**SUPPLIED DATA:**
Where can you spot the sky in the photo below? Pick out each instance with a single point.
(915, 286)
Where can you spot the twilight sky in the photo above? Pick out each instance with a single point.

==

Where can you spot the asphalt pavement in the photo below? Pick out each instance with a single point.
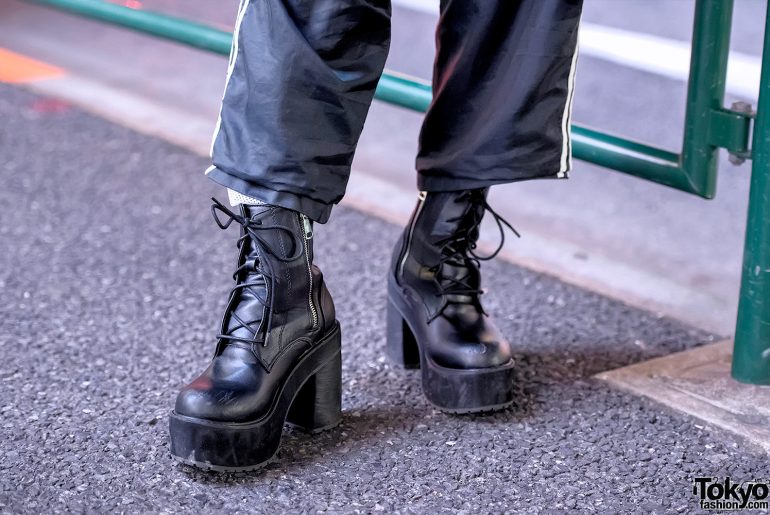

* * *

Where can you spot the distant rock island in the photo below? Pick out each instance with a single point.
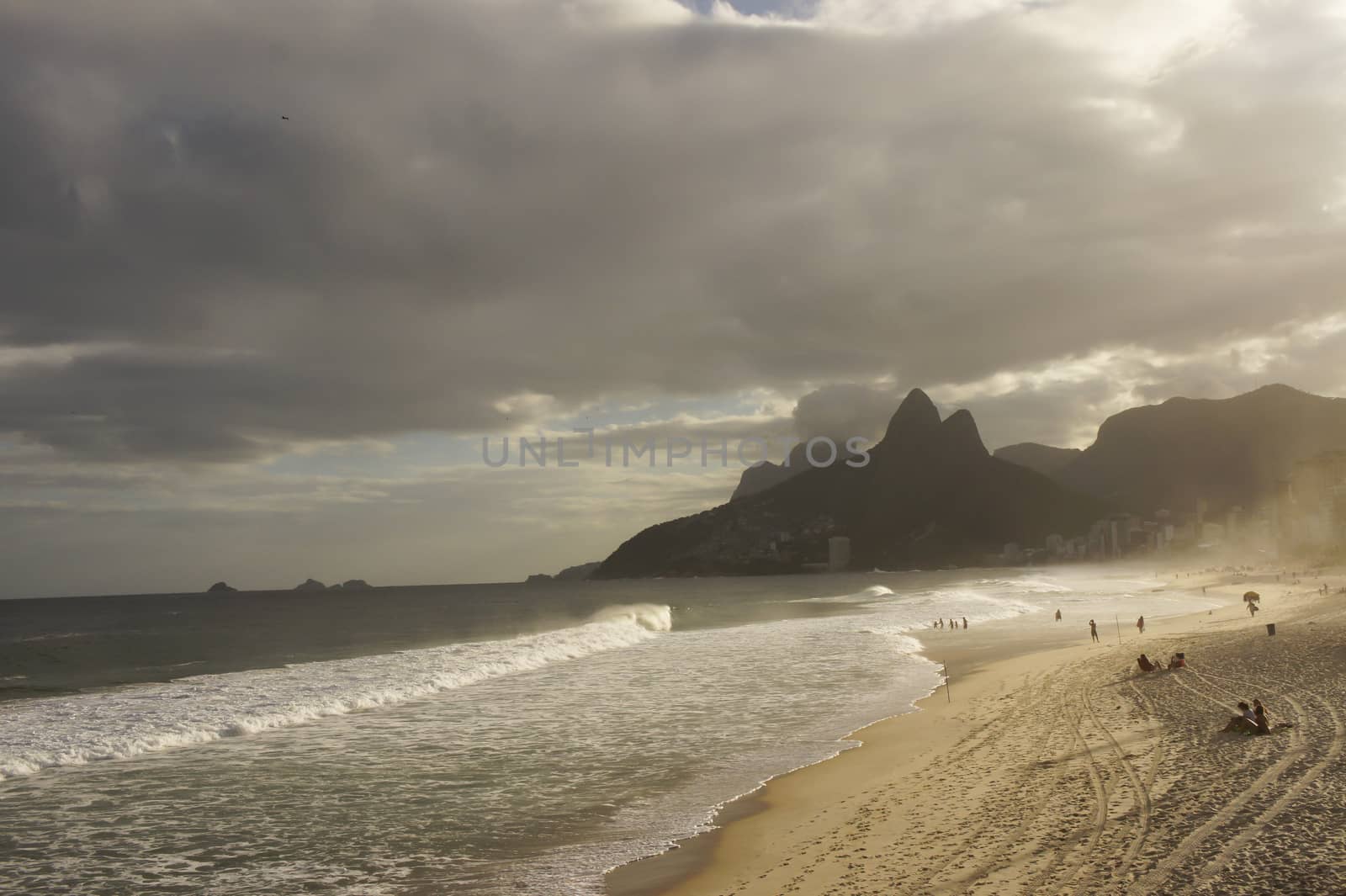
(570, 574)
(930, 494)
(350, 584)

**DIRECTIONS:**
Retype, unchanged, the entries starting with the line that contains "Where can you spot the sky" and going on through the line that contains "Where can you spot the twilight", including both of those lines.

**RESPONSE TO THE TASK:**
Where can you spot the sky in the photo below? Pick out each instance with a single point.
(915, 286)
Where can you spot the twilight sky in the photo above? Pick out each instance with a single point.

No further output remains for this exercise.